Verilen metin:
Salı, Kasım 15, 2011

lilişka, polişka; soğuk ama güneşli ev


Lily ve Poliş yanımda, bu cümlenin anlamı, evin içine ışık giriyor demek. Bu sabah erkenden odama geldi Lily; sanırım doktora gitmem gerek, boğazlarım ağrıyor, dedi. Ondan sonra uyku yalan oldu tabii. Lily hep ama hep hastalanıyor, devamlı. Bir ay iyiyse, diğer ay kesin hasta. Nasıl bir bağışıklık sistemi var anlamadık, tam anlamıyla saçmalık. Güzel kalpli, canım Lily. Çok seviyorum onu. Yakında gidecekler, fena alıştım seslerine, benim için kötü olacak. Poliş de gidiyor Perşembe günü. Onlar varken unutuyordum her şeyi, benim de bir yerlere gitmem gerek, hemen hemen!

Her akşam film seyrediyoruz, Serap, Polişka ve ben. Çoğu kötü çıkıyor tabii, kavun değil ki koklayasın olayı. Güzel olacağı, yönetmeninden, oyuncusundan, şuyundan buyundan kesin belli filmleri ise yine bekletiyoruz, bu da zor zamanlar vs. vs. durumu. Dün gece Sleeping Beauty' yi seyrettik, kötüydü. Ondan önce bir diziye başlamıştık. Korku dizisi olur mu sizce? Olmuş, onu da yapmışlar, evet. American Horror Story tüm korku klişelerini kullanan, hareketli kamera çekimleriyle ilginç bir dizi. Ben bir bölüm seyrettim, eğlendim izlerken. The Shining değil elbette, yine de korku filmi severler için bulunmaz nimet. Den brysomme mannen, aklımdaydı uzun süredir, seyredememiştim bir türlü. İki üç gün önce o da çıktı aradan. Güzel bir konuyu, tüketim toplumu eleştirisini oldukça basit işlemiş bir film, iyi belki ama çok iyi değil. Ben basit buldum anlatımını, sevmedim.

Verilen görev: Verilen metinde "Lily ve Poliş" kısmından "gerek, hemen hemen!" kısmına kadar olan yeri harfi harfine aktar.

Veri kümesinden bölüm:
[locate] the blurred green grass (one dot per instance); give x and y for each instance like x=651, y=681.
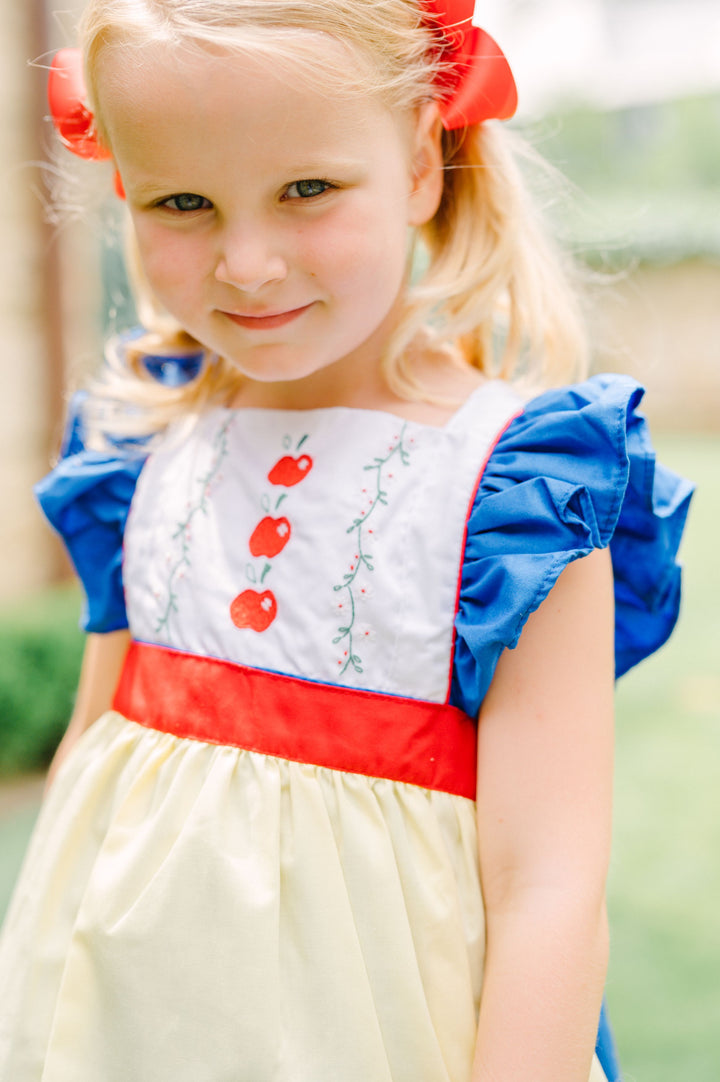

Görevin sonucu:
Lily ve Poliş yanımda, bu cümlenin anlamı, evin içine ışık giriyor demek. Bu sabah erkenden odama geldi Lily; sanırım doktora gitmem gerek, boğazlarım ağrıyor, dedi. Ondan sonra uyku yalan oldu tabii. Lily hep ama hep hastalanıyor, devamlı. Bir ay iyiyse, diğer ay kesin hasta. Nasıl bir bağışıklık sistemi var anlamadık, tam anlamıyla saçmalık. Güzel kalpli, canım Lily. Çok seviyorum onu. Yakında gidecekler, fena alıştım seslerine, benim için kötü olacak. Poliş de gidiyor Perşembe günü. Onlar varken unutuyordum her şeyi, benim de bir yerlere gitmem gerek, hemen hemen!